- TO DO
From the patent excerpt on compressing stored digital signals, pull out word for word the passage starting with "BACKGROUND OF THE" and going on through "an uncompressed mode.".

BACKGROUND OF THE INVENTION
Mobile communication products continue to push the envelope in size and capabilities. Memory optimization of stored digital data is therefore vital in addressing the current and future demands of users of such products. Voice, video and multimedia signals are memory intensive. Compression schemes for such signals can become quite complex with resulting uncompressed signals that fall below acceptable standards in intelligibility or uncompressed data lengths that are still too large to provide a significant advantage in memory space savings. Thus, what is needed is a compression scheme for a stored digital signal that simply reduces the size of the stored digital signal while maintaining intelligibility and a significant savings in memory space in an uncompressed mode.
BRIEF DESCRIPTION OF THE DRAWINGS
FIG. 1
is a representation of a higher rate message in accordance with the present invention.
FIG. 2
is a representation of a frame in a higher rate message in accordance with the present invention.
FIG. 3
is a representation of a voiced anchor frame in a lower rate message in accordance with the present invention.
FIG. 4
is a representation of an voiced intermediate frame in a lower rate message in accordance with the present invention.
FIG. 5
is a representation of an unvoiced anchor frame for any rate in accordance with the present invention.
FIG. 6
is a representation of an unvoiced intermediate frame in accordance with the present invention.
FIG. 7
is a block diagram of an electronic device such as a selective call receiver in accordance with the present invention.

- DATA SEGMENT

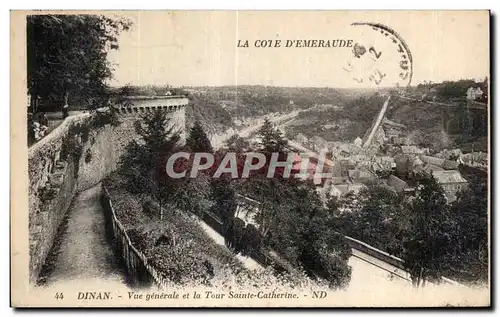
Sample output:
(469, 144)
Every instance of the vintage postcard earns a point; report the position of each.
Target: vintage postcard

- SOLUTION TO THIS EXERCISE
BACKGROUND OF THE INVENTION
Mobile communication products continue to push the envelope in size and capabilities. Memory optimization of stored digital data is therefore vital in addressing the current and future demands of users of such products. Voice, video and multimedia signals are memory intensive. Compression schemes for such signals can become quite complex with resulting uncompressed signals that fall below acceptable standards in intelligibility or uncompressed data lengths that are still too large to provide a significant advantage in memory space savings. Thus, what is needed is a compression scheme for a stored digital signal that simply reduces the size of the stored digital signal while maintaining intelligibility and a significant savings in memory space in an uncompressed mode.